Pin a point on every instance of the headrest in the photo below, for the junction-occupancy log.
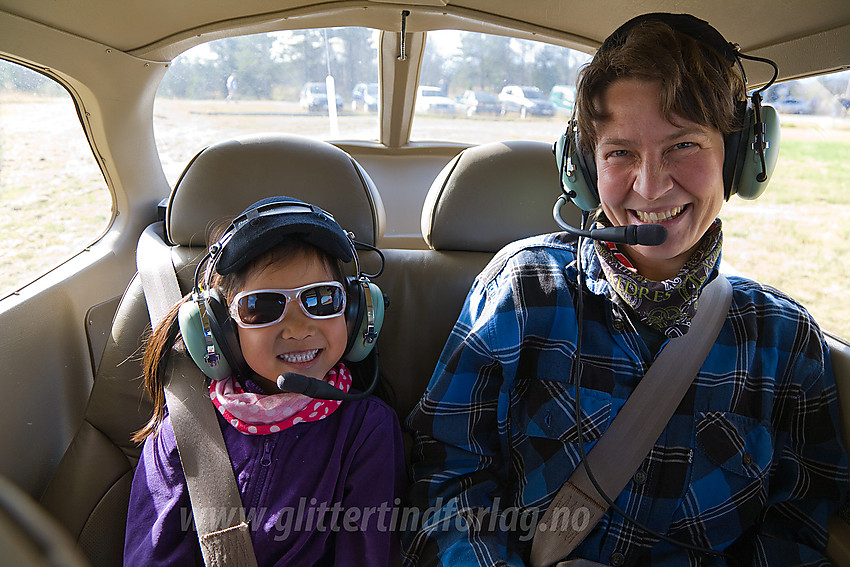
(493, 194)
(225, 178)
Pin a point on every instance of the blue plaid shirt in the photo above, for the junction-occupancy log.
(751, 463)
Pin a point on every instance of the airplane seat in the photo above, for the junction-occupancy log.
(88, 492)
(483, 199)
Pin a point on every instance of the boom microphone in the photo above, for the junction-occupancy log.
(315, 388)
(644, 234)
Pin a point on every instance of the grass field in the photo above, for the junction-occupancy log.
(53, 200)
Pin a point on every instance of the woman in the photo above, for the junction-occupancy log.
(750, 465)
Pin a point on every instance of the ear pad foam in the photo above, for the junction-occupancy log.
(192, 331)
(581, 185)
(224, 330)
(747, 184)
(356, 316)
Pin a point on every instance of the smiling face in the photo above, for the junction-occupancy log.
(297, 343)
(653, 171)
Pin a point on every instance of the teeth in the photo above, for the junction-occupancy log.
(660, 216)
(296, 357)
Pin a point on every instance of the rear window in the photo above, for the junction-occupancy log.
(274, 82)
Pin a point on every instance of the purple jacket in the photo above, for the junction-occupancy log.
(320, 493)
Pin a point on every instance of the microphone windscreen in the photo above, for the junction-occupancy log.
(651, 234)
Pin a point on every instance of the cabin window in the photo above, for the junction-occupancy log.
(53, 199)
(271, 82)
(477, 88)
(793, 237)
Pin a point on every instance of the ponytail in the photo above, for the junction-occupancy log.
(158, 350)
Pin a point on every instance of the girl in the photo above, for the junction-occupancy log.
(313, 474)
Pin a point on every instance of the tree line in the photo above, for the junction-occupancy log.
(276, 65)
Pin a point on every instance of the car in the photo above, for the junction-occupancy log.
(365, 97)
(563, 97)
(314, 97)
(480, 102)
(110, 111)
(793, 105)
(525, 101)
(431, 100)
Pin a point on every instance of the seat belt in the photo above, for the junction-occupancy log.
(633, 432)
(220, 519)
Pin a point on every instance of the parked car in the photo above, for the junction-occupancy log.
(314, 97)
(793, 105)
(480, 102)
(563, 97)
(525, 101)
(431, 100)
(364, 96)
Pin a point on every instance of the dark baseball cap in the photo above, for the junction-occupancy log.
(263, 225)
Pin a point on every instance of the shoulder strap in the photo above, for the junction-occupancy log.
(633, 432)
(216, 505)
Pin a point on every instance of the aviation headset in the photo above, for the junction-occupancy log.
(207, 328)
(750, 153)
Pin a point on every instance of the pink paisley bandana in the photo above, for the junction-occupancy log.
(261, 414)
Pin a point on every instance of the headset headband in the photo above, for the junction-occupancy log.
(687, 24)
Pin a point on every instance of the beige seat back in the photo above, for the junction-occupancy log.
(486, 197)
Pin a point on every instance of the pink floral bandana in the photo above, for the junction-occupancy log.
(261, 414)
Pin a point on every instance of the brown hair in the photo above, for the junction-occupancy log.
(166, 336)
(697, 82)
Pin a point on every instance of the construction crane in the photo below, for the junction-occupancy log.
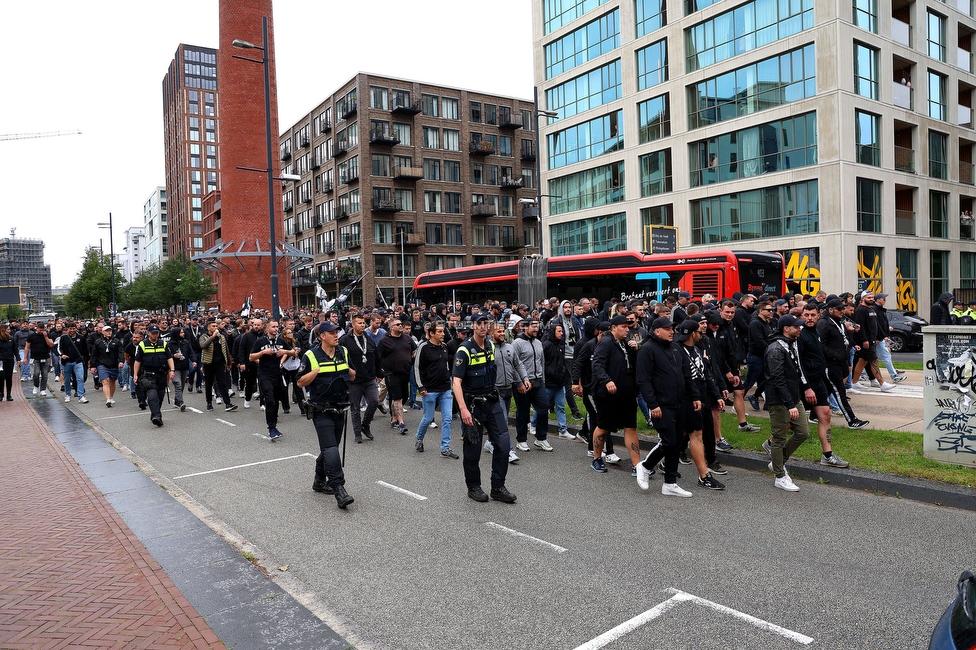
(43, 134)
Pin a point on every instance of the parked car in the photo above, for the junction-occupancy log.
(956, 630)
(907, 334)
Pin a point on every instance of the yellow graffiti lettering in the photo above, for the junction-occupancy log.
(799, 271)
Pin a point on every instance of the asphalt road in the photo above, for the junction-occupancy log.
(579, 555)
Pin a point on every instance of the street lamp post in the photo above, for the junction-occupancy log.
(267, 127)
(111, 252)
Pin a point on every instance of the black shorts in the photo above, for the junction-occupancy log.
(397, 386)
(819, 387)
(616, 413)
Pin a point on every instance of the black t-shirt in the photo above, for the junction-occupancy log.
(39, 347)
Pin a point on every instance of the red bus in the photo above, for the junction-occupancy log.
(624, 275)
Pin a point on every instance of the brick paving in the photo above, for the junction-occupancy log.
(72, 574)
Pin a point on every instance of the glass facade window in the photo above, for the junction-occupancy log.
(868, 205)
(652, 65)
(556, 13)
(756, 214)
(935, 35)
(745, 28)
(865, 71)
(654, 117)
(866, 133)
(939, 271)
(778, 80)
(937, 96)
(592, 89)
(656, 173)
(587, 140)
(763, 149)
(584, 44)
(596, 235)
(938, 155)
(938, 215)
(866, 15)
(588, 189)
(651, 15)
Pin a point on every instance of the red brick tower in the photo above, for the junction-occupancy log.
(244, 194)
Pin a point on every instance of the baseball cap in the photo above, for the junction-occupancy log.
(662, 323)
(685, 329)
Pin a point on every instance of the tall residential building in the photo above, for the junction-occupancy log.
(154, 225)
(191, 145)
(401, 177)
(22, 265)
(840, 135)
(135, 255)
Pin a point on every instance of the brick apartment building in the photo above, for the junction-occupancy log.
(384, 157)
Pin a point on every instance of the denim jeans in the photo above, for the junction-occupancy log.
(554, 395)
(74, 373)
(432, 401)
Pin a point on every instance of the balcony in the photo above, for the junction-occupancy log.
(483, 210)
(481, 148)
(387, 205)
(408, 173)
(901, 32)
(905, 159)
(965, 116)
(901, 95)
(383, 135)
(966, 173)
(964, 59)
(403, 106)
(508, 119)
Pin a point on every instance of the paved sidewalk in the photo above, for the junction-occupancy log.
(72, 574)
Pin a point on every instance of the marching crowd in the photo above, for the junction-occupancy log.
(679, 362)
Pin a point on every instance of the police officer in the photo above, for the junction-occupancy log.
(481, 410)
(154, 369)
(325, 370)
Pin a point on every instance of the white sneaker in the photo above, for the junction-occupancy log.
(673, 490)
(786, 483)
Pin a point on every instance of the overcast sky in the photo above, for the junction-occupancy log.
(98, 67)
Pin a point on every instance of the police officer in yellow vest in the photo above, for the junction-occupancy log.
(325, 370)
(153, 368)
(481, 411)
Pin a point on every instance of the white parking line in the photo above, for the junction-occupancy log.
(260, 462)
(402, 491)
(515, 533)
(676, 599)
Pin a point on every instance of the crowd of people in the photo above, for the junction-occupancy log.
(679, 362)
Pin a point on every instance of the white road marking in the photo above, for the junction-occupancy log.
(260, 462)
(402, 491)
(676, 599)
(515, 533)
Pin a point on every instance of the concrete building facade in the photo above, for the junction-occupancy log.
(401, 177)
(839, 134)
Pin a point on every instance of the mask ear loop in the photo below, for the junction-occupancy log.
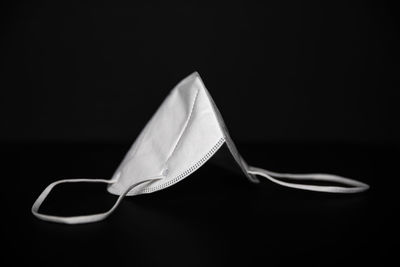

===============

Rewrite all of the data above, changing every "Pin a point" to "Place a point" and keeping everything else the same. Leave the pictures out.

Place a point on every instance of the headrest in the photo below, for the junction-occupancy log.
(493, 194)
(225, 178)
Place a point on every instance of the blue plaid shirt in the photo above, for the junction-occupancy log.
(751, 463)
Place a point on every instance of the airplane seat in the photo above, for the junction-occupancy log.
(88, 492)
(483, 199)
Place a point on every instance of the boom microphone in the photo above, for the junction-occupancy log.
(315, 388)
(644, 234)
Place a point on every instance of the grass field in the photo above, for the junction-occupancy log.
(53, 200)
Place a point on every instance of the woman in the photo above, for the junction-occupancy log.
(750, 465)
Place a point on every instance of the ear pad foam in the photo above, for the junction-occupancy log.
(192, 331)
(581, 185)
(224, 330)
(747, 184)
(356, 316)
Place a point on every instance of the smiling face in the photo above, for the junction-occupancy log.
(297, 343)
(653, 171)
Place a point on every instance of the teeth in the photo above, for the junction-occupancy log.
(660, 216)
(296, 357)
Place a point on every instance of the rear window in the photo above, for the junction-occupancy log.
(274, 82)
Place a point on every instance of the purple jacket in the photo above, for the junction-occupancy log.
(320, 493)
Place a point on every instance of the microphone windscreen in the photo above, for the junction-occupancy log.
(651, 234)
Place a point on every instance of the cabin window in the photo above, for the junction-occupancy log.
(53, 199)
(271, 82)
(477, 88)
(793, 237)
Place a point on every instance of the ponytail in the photo above, for the junction-occupancy log.
(158, 350)
Place a point on every instance of the girl in the photo above, for the junction-occupancy log.
(313, 474)
Place a point on every instance of the tree line in the photo above, for the junction-occupancy log.
(276, 65)
Place a point on every instance of the car in the photo above, for the junction-occupancy log.
(365, 97)
(563, 97)
(314, 97)
(480, 102)
(110, 111)
(793, 105)
(525, 101)
(431, 100)
Place a point on every instance of the seat belt in the photo above, for the junction-occupancy log.
(633, 432)
(220, 519)
Place a point on every instance of the parked car in the photo above, for the junction-occupancy log.
(314, 97)
(793, 105)
(480, 102)
(563, 97)
(525, 101)
(431, 100)
(364, 96)
Place a point on every instance of the dark baseball cap in the photo above, for the junction-occupancy log.
(263, 225)
Place a point on every instance of the shoulder strap in the photo above, for the junction-occupancy log.
(633, 432)
(216, 505)
Place a point on every instance of the aviation headset in the photo above, for the junction-occupancy log.
(207, 328)
(750, 153)
Place a point on every instance of the pink paisley bandana in the photo above, for the junction-occupancy log.
(261, 414)
Place a point on every instance of the headset headband in the photo above, for the junction-occupancy log.
(687, 24)
Place a point on every instance of the beige seat back in the photo above, for the junction-occupancy log.
(486, 197)
Place a point on every instance of the pink floral bandana in the photo above, for the junction-occupancy log.
(261, 414)
Place a point on every instance of the brown hair in the photo above, for the junction-occupancy log.
(166, 336)
(697, 82)
Place a point on every instance of the construction crane in the photo below, for the junction-occupancy log.
(43, 134)
Place a point on every instance of the parked car in the photo above, for the junction-occupancy log.
(956, 630)
(907, 334)
Place a point on every instance of the yellow graffiti lettering in the photo above, for the junction-occupancy log.
(799, 271)
Place a point on every instance of the asphalt road in the photo above, for the junction-occupancy log.
(579, 555)
Place a point on every instance of the street lamp post in the photo above, for the junction-occupancy log.
(267, 127)
(111, 252)
Place a point on every instance of the black shorts in the photo above, for the junction-occupancy log.
(397, 386)
(819, 387)
(616, 413)
Place a point on every instance of the black t-shirt in the photo above, for the junction-occupancy log.
(39, 347)
Place a point on every instance of the red bus in the photo above, for the junction-occupancy log.
(624, 275)
Place a point on every instance of the brick paving in the photo above, for the junction-occupancy log.
(72, 574)
Place a point on every instance of the glass facade window in the photo above, for the junction-occupancy log.
(868, 205)
(652, 65)
(556, 13)
(756, 214)
(935, 35)
(745, 28)
(865, 71)
(654, 117)
(866, 133)
(939, 271)
(778, 80)
(937, 96)
(592, 89)
(656, 173)
(587, 140)
(763, 149)
(584, 44)
(596, 235)
(938, 155)
(938, 215)
(866, 15)
(588, 189)
(651, 15)
Place a point on every instance of the red brick tower in the photo above, for the junction-occupancy log.
(244, 194)
Place a point on every instance of the baseball cap in the photo above, for the junction-occupancy log.
(662, 323)
(685, 329)
Place a point on every instance of the tall residential building in the photo above, for the junction-occupancy log.
(154, 225)
(191, 145)
(401, 177)
(22, 265)
(840, 135)
(135, 255)
Place a point on every instance of the brick apartment building in the photo above, for the junction-occupancy log.
(384, 157)
Place a point on every instance of the denim jeans in the photo above, for the junction-occupancy log.
(554, 395)
(74, 373)
(432, 401)
Place a point on every instance of the balcony in the photo above, for the junction-occupancy log.
(483, 210)
(481, 148)
(387, 205)
(408, 173)
(901, 32)
(905, 159)
(965, 116)
(901, 95)
(383, 135)
(966, 173)
(964, 59)
(403, 106)
(508, 119)
Place a point on every instance of the paved sidewalk in the photo above, for the junction-occupancy log.
(72, 574)
Place a point on every instance of the marching crowd in the photo above, for the junction-occupancy log.
(679, 362)
Place a point on every instance of the police officer in the photo above, for the junction-occupancy log.
(481, 410)
(154, 369)
(325, 370)
Place a point on every instance of the white sneaker in the photo above, for the junction-occupancy log.
(673, 490)
(786, 483)
Place a point on every instance of the overcast sky in the photo above, for the junction-occupancy log.
(98, 67)
Place a point on every instance of the police officer in yellow vest in the photo above, for the junction-occupancy log.
(325, 370)
(153, 368)
(481, 411)
Place a point on every instance of the white parking line in the photo above, for the junction-occupancy log.
(260, 462)
(402, 491)
(515, 533)
(676, 599)
Place a point on every instance of the crowd of people in the photo above, for the junction-occupancy log.
(679, 362)
Place a point on every instance of the white road marking in the photo above, for the junction-occupancy log.
(260, 462)
(402, 491)
(676, 599)
(515, 533)
Place a point on every instance of the concrete building facade in the photo above, for the junction-occupancy log.
(401, 177)
(839, 134)
Place a point on every instance of the mask ear loop in the photo below, for the junction-occupancy log.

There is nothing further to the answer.